When a line in the records contains the string "roof", copy that line.

[[ INPUT MATERIAL open ]]

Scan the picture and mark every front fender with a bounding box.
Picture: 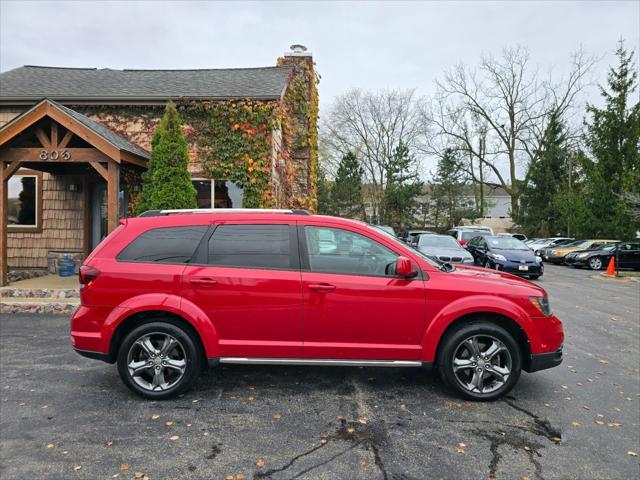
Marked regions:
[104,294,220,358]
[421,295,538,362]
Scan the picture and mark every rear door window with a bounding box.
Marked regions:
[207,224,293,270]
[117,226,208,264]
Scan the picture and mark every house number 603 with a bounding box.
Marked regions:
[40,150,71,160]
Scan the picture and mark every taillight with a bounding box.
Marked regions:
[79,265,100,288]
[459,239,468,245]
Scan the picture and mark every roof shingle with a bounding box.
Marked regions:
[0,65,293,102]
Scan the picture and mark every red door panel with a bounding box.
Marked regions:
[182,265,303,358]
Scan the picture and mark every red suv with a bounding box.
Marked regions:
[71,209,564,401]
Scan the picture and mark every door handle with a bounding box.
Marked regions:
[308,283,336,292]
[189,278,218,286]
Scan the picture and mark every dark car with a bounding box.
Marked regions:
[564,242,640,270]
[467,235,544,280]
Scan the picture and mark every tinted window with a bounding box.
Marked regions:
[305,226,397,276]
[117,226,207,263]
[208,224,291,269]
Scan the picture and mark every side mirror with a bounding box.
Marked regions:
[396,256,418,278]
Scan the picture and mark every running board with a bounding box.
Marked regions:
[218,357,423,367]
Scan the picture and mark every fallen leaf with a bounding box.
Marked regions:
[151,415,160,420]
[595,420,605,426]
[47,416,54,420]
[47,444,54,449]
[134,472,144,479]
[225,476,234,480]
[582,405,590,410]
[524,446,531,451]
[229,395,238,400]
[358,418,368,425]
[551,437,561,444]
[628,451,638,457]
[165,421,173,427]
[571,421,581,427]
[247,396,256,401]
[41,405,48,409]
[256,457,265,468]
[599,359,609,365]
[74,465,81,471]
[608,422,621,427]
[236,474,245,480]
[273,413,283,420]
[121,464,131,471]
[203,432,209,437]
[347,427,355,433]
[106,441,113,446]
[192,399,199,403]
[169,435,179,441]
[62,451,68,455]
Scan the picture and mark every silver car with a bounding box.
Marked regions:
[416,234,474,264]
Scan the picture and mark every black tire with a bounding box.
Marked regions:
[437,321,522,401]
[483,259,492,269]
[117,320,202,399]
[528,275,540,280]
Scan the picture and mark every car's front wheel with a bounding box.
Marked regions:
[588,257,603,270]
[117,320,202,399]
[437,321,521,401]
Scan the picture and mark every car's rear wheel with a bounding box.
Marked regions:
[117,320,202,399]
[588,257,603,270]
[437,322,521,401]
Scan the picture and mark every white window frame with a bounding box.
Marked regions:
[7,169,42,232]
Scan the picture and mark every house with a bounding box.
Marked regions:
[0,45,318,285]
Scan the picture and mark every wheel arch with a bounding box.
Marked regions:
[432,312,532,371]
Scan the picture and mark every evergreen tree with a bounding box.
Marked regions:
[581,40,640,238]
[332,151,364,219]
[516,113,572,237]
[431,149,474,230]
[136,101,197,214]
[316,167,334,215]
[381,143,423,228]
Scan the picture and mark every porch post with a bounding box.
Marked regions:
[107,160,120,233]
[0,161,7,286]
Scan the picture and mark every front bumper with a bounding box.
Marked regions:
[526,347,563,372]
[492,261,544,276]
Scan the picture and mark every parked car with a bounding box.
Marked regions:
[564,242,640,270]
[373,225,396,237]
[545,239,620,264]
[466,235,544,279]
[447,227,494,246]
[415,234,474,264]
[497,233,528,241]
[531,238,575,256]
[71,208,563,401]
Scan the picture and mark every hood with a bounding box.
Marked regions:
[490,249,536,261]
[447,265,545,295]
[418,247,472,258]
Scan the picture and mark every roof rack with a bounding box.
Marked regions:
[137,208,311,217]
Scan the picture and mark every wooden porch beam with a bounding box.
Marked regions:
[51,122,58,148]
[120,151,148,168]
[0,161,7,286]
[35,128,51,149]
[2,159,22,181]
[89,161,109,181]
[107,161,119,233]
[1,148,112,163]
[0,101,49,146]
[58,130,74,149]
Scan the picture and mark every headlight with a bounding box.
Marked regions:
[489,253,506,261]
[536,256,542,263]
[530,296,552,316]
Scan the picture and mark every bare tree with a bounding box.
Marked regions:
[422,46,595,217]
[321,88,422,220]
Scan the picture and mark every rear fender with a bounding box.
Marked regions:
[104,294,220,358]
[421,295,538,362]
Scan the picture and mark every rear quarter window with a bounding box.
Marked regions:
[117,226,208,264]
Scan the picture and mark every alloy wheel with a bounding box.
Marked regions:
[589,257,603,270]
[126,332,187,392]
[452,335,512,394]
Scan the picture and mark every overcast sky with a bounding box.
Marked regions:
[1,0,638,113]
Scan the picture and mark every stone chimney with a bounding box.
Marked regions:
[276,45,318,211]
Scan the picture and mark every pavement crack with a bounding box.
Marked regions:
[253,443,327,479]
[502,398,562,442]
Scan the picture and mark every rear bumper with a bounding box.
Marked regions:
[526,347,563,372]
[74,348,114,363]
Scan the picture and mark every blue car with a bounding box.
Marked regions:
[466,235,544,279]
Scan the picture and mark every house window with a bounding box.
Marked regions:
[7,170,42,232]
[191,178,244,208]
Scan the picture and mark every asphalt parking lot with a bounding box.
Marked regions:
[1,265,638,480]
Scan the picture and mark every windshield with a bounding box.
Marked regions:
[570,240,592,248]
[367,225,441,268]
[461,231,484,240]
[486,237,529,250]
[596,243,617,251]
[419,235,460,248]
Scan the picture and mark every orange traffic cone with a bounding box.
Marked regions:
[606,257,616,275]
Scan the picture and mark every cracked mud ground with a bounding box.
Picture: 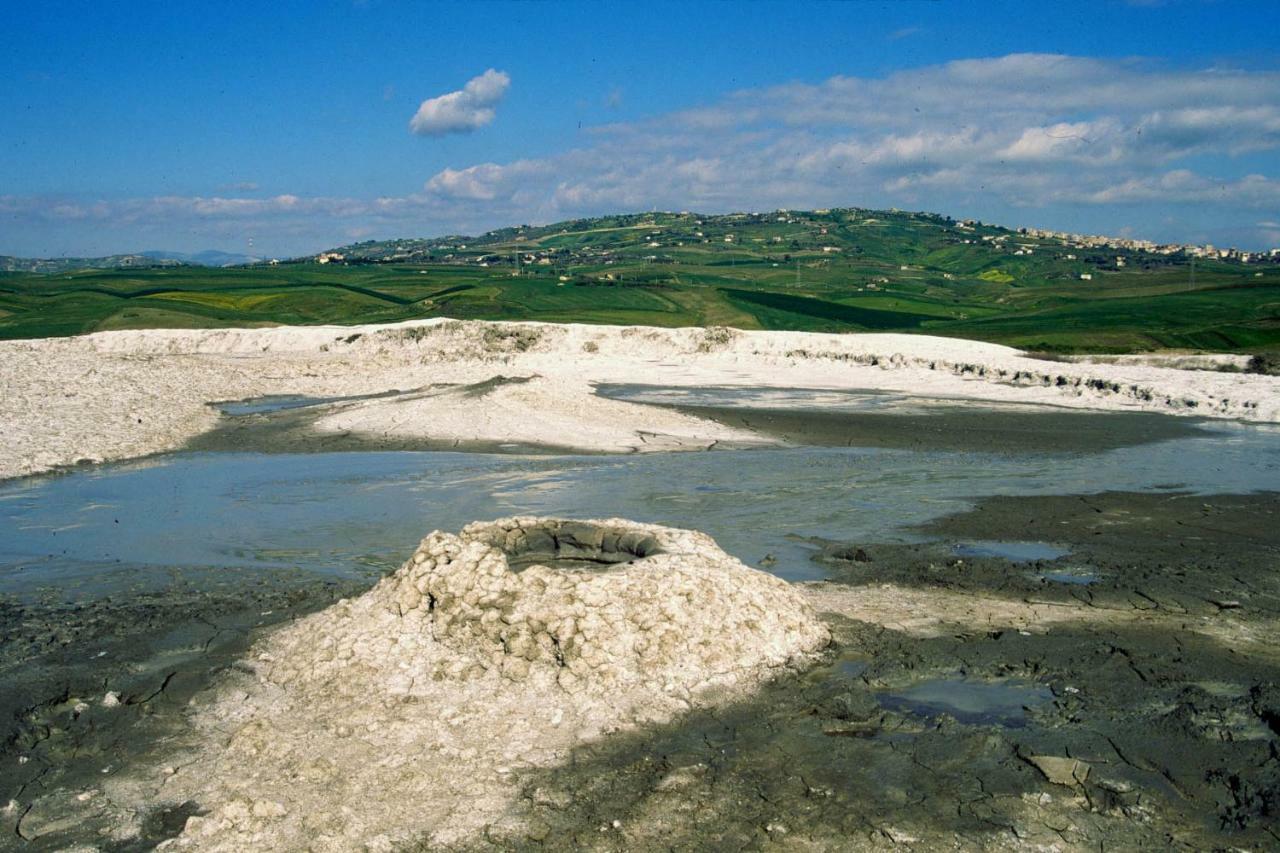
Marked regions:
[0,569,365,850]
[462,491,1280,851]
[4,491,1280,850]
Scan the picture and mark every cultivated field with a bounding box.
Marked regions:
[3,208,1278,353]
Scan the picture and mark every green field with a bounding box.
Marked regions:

[[ INPUT MATERIAL closed ]]
[[ INPUT MATERIAL open ]]

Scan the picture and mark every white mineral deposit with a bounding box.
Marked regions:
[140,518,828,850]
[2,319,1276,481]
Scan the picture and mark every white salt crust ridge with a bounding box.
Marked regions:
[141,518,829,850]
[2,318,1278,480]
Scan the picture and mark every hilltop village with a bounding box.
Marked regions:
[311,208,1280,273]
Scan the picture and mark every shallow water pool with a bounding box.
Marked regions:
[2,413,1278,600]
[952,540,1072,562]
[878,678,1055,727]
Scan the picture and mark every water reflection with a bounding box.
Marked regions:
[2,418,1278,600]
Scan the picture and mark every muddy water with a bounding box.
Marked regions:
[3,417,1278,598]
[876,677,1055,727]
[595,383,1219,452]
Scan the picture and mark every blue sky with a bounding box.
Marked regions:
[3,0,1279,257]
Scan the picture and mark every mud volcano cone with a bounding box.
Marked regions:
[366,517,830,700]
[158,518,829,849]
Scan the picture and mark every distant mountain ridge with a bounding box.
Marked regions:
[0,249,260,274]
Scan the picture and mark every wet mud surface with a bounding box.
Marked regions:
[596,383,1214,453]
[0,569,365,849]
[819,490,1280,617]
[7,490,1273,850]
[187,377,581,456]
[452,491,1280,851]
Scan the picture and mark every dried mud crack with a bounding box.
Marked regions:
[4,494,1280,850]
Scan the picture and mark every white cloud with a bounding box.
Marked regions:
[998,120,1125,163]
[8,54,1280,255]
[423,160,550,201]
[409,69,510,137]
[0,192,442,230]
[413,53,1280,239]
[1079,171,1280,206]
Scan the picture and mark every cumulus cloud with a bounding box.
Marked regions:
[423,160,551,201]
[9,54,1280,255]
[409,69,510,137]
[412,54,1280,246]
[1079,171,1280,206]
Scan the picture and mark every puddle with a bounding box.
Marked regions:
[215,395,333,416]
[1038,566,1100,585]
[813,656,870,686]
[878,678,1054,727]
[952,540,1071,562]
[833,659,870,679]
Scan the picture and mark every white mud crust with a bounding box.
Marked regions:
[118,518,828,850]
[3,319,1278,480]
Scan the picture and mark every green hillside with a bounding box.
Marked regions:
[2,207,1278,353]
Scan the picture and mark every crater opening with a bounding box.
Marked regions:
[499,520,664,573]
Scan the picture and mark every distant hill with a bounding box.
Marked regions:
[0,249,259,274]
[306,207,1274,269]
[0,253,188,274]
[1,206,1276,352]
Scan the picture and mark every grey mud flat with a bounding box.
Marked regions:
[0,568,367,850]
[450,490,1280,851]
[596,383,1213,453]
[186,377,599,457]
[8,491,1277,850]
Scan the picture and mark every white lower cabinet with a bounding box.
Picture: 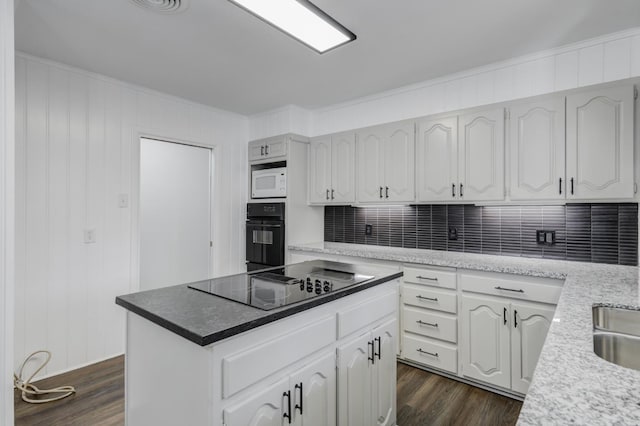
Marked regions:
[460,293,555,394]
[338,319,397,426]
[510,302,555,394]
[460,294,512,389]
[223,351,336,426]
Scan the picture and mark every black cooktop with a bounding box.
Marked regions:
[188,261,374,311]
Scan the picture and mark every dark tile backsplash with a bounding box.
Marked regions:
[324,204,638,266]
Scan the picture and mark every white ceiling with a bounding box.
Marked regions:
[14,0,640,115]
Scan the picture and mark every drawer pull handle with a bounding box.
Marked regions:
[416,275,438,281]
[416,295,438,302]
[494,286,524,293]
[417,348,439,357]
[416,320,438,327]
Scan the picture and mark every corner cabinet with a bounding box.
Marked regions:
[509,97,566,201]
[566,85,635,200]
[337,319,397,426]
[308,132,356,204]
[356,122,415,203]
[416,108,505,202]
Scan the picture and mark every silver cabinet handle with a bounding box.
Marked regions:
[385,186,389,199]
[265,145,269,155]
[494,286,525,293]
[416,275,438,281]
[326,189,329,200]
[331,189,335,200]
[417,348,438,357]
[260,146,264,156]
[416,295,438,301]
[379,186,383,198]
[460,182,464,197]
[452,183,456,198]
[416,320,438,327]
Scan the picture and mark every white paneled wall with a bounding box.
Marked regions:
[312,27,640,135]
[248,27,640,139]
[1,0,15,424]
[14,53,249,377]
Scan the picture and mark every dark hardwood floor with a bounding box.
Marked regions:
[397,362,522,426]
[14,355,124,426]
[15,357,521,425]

[[ INPUT MATERIAL closed ]]

◆ RESULT FOR THIS TASK:
Scan the picture and mark every roof shingle with a bounding box.
Scan the picture and mark every roof rack with a bounding box.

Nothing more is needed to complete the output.